**Liste des tâches**
• A. Répondez à ces questions à partir de l'extrait sur la fuite des prédateurs :
(i) À quel média le Président de la République a-t-il accordé l'entretien évoqué ?
(ii) Avec quelles trois qualités Ousmane Sonko incarne-t-il la promesse d'assainissement ?
(iii) Quelles deux choses le peuple ne demande-t-il pas ?
• B. Recopiez sans rien changer le passage de l'extrait sur la fuite des prédateurs qui commence par « Nous sommes sur » et se poursuit jusqu'à « tenir son rang. ».

**Extrait du document**
* * * * * * *

La fuite des prédateurs : l’ultime défi de la République

 

Tandis que le pouvoir exécutif sénégalais affiche une volonté sans équivoque de restaurer l’éthique publique, certains prennent la fuite. Ce n’est pas la peur de la répression, mais celle de la redevabilité. Face à ces prédateurs en cavale, la République joue sa crédibilité, sa capacité à se faire respecter et son autorité morale. Ce texte en décrypte les enjeux profonds, loin des passions, mais avec la fermeté que commande la gravité des faits.

Face à un pays éreinté par l’impunité, le duo Diomaye–Sonko a choisi de remettre la justice au centre de l’action publique. Cette volonté ne se décline ni en slogans de circonstance ni en discours vains. Elle se lit dans les premiers gestes posés, dans les signaux adressés à l’appareil judiciaire, dans les ruptures méthodiques avec les pratiques opaques d’hier. Le Président de la République, dans un entretien accordé à France 24, a été clair : le Sénégal ne reculera pas devant le devoir d’assainissement. Et son Premier ministre, Ousmane Sonko, incarne cette promesse avec constance, détermination et pédagogie. Le rôle de l’exécutif, dans cette phase de redressement, est capital.

Pourtant, la tâche est rude. L’héritage est lourd. Les réseaux de prédation n’ont pas disparu avec l’alternance ; ils se sont repliés, mais continuent d’influencer. À peine les premières convocations judiciaires furent-elles lancées que des stratégies d’évitement se sont multipliées. Certains ont fui, d’autres se sont murés dans un silence méfiant, d’autres encore se sont réinventés en commentateurs zélés de l’actualité. Et dans un renversement aussi tragique qu’absurde, ceux qui défendaient hier l’impunité osent aujourd’hui faire la leçon à la justice.

Le peuple, lui, reste lucide. Il ne demande ni règlements de comptes ni vengeances symboliques. Il veut un pouvoir solide, clair, qui rassure. Il veut que la République ne soit plus un refuge pour les politiques ni un guichet de sortie pour les délinquants en col blanc. Il veut que ceux qui ont géré les biens publics rendent compte de leur gestion. Que ceux qui ont failli en répondent. Que ceux qui ont profité d’un système corrompu ne puissent plus s’y recycler. Le peuple veut que les règles remplacent les rentes, que la vérité triomphe des combines, que l’éthique gouverne la force publique.

Nous sommes sur quelle planète lorsqu’on entend des gens s’égosiller pour défendre des intérêts contraires à la morale et à l’intérêt des communautés ? Comment peut-on légitimer l’évasion de ceux que la République appelle à répondre ? Le silence complice, les alliances de circonstance, les plaidoyers de mauvaise foi : tout cela retarde le moment de la vérité. Celui qui élevait la voix pour défendre les inculpés d’hier est lui-même aujourd’hui visé par des enquêtes. La boucle est bouclée. La République, elle, doit tenir son rang.

* * * * * * *

Données de segmentation des régions:
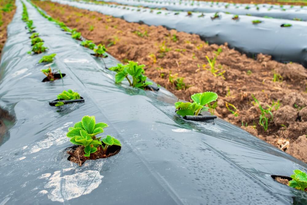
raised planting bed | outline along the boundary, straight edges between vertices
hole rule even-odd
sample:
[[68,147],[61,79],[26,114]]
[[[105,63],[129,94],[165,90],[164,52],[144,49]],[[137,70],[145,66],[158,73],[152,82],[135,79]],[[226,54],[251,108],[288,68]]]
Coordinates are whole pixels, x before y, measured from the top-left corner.
[[[130,6],[142,6],[152,9],[162,9],[171,11],[192,11],[204,13],[223,12],[233,14],[246,15],[263,17],[269,16],[276,18],[282,18],[293,20],[297,18],[303,21],[307,21],[307,10],[300,6],[294,8],[290,6],[283,6],[278,9],[273,5],[234,5],[231,3],[223,4],[205,4],[201,2],[186,2],[185,1],[174,2],[173,2],[130,0],[106,0],[106,2],[114,2],[123,5]],[[307,8],[307,6],[306,7]]]
[[[209,43],[222,44],[227,42],[230,48],[251,57],[261,53],[270,55],[278,61],[297,62],[307,67],[307,51],[304,48],[307,45],[304,44],[306,41],[302,34],[307,25],[305,22],[243,16],[240,16],[237,21],[232,20],[233,15],[223,13],[219,14],[218,18],[214,17],[216,14],[212,13],[202,17],[195,13],[187,16],[185,12],[175,15],[177,12],[149,9],[138,11],[136,7],[127,6],[64,0],[51,1],[97,11],[129,22],[142,21],[149,25],[162,25],[178,31],[197,34]],[[261,21],[261,23],[255,26],[251,23],[256,20]],[[280,27],[283,24],[290,22],[292,26],[289,29]],[[285,41],[289,36],[291,37],[291,40]],[[291,52],[288,52],[289,50]]]
[[[25,67],[37,71],[33,62],[41,56],[29,57],[26,49],[15,52],[21,44],[29,46],[28,35],[21,29],[21,4],[16,4],[18,17],[10,25],[0,64],[4,73],[3,106],[16,118],[10,138],[1,146],[0,172],[6,176],[1,180],[1,201],[81,204],[90,199],[95,204],[103,199],[106,204],[282,204],[306,200],[300,191],[280,187],[270,176],[282,170],[287,175],[294,168],[305,169],[305,164],[220,119],[214,124],[183,123],[174,111],[177,98],[164,89],[153,92],[115,84],[113,72],[27,2],[29,17],[50,42],[50,51],[58,51],[56,63],[69,78],[65,84],[53,87],[29,80],[29,76],[21,78]],[[11,40],[17,36],[18,42]],[[106,60],[108,68],[119,63],[112,59]],[[68,84],[84,93],[87,103],[64,113],[46,107],[44,97]],[[87,160],[80,167],[67,160],[72,143],[66,135],[68,127],[80,127],[78,122],[87,115],[109,125],[105,131],[122,146],[111,157]]]

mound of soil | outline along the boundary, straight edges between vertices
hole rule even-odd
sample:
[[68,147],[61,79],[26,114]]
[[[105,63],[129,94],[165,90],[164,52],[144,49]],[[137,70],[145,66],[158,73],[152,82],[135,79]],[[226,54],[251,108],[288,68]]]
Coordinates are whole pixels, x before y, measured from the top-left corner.
[[[307,162],[307,144],[301,139],[307,134],[307,71],[301,65],[279,63],[261,54],[249,58],[227,44],[209,45],[198,35],[162,26],[128,23],[48,1],[34,2],[86,38],[108,45],[108,52],[122,62],[145,64],[146,75],[181,99],[191,101],[195,93],[216,92],[215,114]],[[212,60],[217,56],[213,69],[206,56]],[[261,112],[252,95],[264,109],[275,105],[273,118],[269,112],[265,115],[266,131],[259,124]]]
[[[6,4],[9,3],[13,4],[14,2],[11,2],[11,1],[7,0],[3,1],[2,0],[0,2],[0,9]],[[6,27],[13,19],[16,9],[16,7],[14,5],[14,9],[10,11],[5,12],[0,10],[0,17],[2,16],[2,17],[0,17],[0,59],[1,59],[2,48],[6,41]]]

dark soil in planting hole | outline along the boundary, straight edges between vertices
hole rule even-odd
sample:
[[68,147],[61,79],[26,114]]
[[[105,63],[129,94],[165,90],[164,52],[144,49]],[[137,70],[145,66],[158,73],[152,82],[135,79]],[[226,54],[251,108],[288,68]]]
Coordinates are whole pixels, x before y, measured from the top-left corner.
[[[103,144],[103,145],[104,146],[104,144]],[[107,150],[107,153],[104,155],[102,154],[99,149],[96,152],[91,154],[89,157],[87,157],[84,156],[85,153],[84,152],[84,146],[74,146],[70,147],[67,151],[67,153],[70,155],[67,158],[67,160],[81,166],[87,160],[95,160],[101,158],[107,158],[115,155],[119,152],[121,148],[121,147],[116,145],[109,147]]]
[[[63,78],[64,77],[64,76],[66,75],[66,74],[65,74],[65,73],[62,74],[62,76]],[[52,81],[54,81],[54,80],[57,80],[58,79],[61,79],[61,75],[60,74],[60,73],[56,73],[55,74],[54,74],[53,76],[54,77],[54,80],[53,80]],[[48,78],[47,77],[46,77],[41,82],[49,82],[50,81],[51,81],[49,80],[49,79],[48,79]]]
[[[219,98],[215,114],[307,162],[307,69],[301,65],[279,63],[261,54],[248,58],[229,48],[227,44],[208,45],[197,35],[161,26],[129,23],[48,1],[34,2],[96,44],[107,45],[116,37],[119,41],[107,48],[109,53],[125,63],[133,60],[145,64],[147,76],[181,99],[191,102],[190,96],[194,93],[216,92]],[[92,31],[89,30],[90,25],[94,28]],[[138,36],[134,33],[136,28],[142,33],[147,31],[148,36]],[[172,39],[174,34],[175,41]],[[169,50],[161,55],[163,42]],[[223,51],[216,58],[216,68],[225,71],[225,79],[212,75],[206,58],[213,59],[219,47]],[[155,59],[150,56],[152,54]],[[169,80],[170,72],[184,78],[184,82],[189,86],[177,90]],[[282,81],[273,82],[274,73],[282,77]],[[261,112],[252,94],[264,108],[273,100],[280,101],[279,109],[272,110],[273,119],[266,131],[258,123]],[[235,106],[237,116],[227,109],[226,102]]]

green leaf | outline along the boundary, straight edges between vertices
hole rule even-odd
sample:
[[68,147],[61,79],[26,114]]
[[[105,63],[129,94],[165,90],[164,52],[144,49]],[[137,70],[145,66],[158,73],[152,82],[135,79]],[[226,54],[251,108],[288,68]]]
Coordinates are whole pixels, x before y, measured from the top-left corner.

* * * * * * *

**Réponses par tâche**
• A.
(i) France 24.
(ii) Constance, détermination et pédagogie.
(iii) Des règlements de comptes et des vengeances symboliques.

• B.
Nous sommes sur quelle planète lorsqu’on entend des gens s’égosiller pour défendre des intérêts contraires à la morale et à l’intérêt des communautés ? Comment peut-on légitimer l’évasion de ceux que la République appelle à répondre ? Le silence complice, les alliances de circonstance, les plaidoyers de mauvaise foi : tout cela retarde le moment de la vérité. Celui qui élevait la voix pour défendre les inculpés d’hier est lui-même aujourd’hui visé par des enquêtes. La boucle est bouclée. La République, elle, doit tenir son rang.